Extracted material:

....

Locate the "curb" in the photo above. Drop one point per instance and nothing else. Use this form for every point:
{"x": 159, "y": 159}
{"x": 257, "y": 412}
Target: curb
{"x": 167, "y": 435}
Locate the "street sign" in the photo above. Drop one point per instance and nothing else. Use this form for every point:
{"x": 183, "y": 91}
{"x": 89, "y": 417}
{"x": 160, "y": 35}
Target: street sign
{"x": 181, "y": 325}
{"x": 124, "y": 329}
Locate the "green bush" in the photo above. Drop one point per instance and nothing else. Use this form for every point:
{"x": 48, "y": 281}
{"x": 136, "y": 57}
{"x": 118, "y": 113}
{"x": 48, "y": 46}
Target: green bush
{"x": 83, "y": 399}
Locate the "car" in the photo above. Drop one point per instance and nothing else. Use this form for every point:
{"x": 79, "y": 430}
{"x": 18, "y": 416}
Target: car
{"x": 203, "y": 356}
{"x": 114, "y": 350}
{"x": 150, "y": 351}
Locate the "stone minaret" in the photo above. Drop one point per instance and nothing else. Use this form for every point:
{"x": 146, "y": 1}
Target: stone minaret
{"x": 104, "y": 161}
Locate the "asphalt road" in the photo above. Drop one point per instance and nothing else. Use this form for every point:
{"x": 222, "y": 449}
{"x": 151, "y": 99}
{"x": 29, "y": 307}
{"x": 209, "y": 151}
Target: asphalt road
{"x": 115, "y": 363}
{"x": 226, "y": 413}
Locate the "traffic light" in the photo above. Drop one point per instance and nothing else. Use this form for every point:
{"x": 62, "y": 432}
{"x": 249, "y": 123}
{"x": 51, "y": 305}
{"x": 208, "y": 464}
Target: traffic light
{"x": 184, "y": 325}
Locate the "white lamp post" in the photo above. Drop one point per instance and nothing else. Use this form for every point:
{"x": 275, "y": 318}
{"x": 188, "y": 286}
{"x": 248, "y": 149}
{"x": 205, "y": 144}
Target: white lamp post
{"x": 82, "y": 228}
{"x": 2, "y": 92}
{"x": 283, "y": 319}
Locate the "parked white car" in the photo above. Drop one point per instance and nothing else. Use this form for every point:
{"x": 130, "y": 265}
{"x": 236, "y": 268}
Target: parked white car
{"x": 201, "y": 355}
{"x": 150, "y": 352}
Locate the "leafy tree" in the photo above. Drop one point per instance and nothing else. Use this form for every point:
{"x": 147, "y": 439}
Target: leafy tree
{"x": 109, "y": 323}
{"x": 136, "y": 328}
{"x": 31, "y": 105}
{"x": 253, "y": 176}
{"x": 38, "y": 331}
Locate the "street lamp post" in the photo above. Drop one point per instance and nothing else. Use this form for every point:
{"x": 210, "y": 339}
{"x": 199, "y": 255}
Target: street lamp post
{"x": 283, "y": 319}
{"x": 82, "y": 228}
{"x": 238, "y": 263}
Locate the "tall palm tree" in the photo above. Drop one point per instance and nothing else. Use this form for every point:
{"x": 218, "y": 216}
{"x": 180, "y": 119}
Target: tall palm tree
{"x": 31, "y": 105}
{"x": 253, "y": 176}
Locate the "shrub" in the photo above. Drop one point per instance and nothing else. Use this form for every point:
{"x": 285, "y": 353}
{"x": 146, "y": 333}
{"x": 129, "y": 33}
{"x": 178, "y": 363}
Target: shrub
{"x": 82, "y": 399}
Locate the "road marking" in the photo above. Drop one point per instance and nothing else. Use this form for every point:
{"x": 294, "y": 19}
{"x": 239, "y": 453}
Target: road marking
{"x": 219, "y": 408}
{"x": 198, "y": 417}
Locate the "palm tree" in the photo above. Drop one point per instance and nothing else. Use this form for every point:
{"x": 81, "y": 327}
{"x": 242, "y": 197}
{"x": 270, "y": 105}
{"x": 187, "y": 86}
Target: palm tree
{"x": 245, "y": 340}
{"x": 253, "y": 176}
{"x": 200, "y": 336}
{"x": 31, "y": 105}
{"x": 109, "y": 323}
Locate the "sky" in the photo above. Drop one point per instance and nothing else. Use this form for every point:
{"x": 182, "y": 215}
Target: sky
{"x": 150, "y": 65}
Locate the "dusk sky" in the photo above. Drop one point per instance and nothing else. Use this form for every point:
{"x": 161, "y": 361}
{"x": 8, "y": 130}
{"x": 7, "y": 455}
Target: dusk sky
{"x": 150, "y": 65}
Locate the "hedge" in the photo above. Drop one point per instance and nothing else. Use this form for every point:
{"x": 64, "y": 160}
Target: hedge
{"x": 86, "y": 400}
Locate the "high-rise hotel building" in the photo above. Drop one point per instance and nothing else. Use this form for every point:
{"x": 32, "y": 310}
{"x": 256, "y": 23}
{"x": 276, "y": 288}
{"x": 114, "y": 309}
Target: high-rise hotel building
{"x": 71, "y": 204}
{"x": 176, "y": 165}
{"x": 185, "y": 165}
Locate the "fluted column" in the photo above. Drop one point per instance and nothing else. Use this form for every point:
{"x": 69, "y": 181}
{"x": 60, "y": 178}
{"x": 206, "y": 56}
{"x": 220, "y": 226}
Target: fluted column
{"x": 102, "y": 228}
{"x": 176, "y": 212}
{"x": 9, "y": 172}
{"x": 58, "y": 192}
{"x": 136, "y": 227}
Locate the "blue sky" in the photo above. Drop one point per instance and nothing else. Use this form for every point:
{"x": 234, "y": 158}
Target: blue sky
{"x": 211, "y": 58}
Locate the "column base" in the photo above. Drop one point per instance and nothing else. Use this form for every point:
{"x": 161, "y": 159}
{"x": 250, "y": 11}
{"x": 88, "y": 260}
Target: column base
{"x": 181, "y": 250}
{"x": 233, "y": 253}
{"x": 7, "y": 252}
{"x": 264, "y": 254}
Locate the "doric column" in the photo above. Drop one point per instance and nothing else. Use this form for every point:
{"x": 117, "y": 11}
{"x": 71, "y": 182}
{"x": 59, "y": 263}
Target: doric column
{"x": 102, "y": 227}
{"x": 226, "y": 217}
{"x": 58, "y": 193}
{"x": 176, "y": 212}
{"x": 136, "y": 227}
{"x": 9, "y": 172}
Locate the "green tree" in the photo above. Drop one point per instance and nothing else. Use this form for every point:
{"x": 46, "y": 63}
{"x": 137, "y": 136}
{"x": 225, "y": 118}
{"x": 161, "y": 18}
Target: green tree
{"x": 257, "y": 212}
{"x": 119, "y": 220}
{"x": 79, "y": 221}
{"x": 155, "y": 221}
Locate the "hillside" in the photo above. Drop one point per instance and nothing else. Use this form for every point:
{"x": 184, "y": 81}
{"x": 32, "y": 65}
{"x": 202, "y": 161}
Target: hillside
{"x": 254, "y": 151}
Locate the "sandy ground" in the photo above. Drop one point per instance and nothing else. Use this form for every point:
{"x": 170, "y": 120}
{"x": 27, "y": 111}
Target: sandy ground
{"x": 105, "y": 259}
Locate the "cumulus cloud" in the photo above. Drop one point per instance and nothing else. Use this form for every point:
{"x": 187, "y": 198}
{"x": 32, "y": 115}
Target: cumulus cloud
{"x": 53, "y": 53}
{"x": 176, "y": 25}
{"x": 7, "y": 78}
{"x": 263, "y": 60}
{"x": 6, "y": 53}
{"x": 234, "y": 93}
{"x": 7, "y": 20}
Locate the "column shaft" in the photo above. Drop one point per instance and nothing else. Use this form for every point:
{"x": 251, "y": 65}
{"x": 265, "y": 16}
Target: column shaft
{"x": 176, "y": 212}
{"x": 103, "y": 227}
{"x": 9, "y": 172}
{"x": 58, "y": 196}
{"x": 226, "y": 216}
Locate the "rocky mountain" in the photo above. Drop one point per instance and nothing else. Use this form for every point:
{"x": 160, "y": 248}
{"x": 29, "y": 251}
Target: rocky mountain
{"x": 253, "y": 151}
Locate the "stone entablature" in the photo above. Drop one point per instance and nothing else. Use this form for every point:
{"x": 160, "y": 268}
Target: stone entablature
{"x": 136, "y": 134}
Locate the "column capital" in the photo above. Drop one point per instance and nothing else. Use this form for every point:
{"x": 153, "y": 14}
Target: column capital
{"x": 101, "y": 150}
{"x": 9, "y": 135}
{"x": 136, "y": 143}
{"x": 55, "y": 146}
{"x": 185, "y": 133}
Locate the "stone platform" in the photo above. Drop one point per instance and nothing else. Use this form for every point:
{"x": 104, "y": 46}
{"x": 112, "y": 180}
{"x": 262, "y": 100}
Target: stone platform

....

Show every line of the rows above that contains the string "parked", matching case exactly.

Locate the "parked white car" in the photo above. Drop one point per instance and nothing else. Use this form for every point:
Target: parked white car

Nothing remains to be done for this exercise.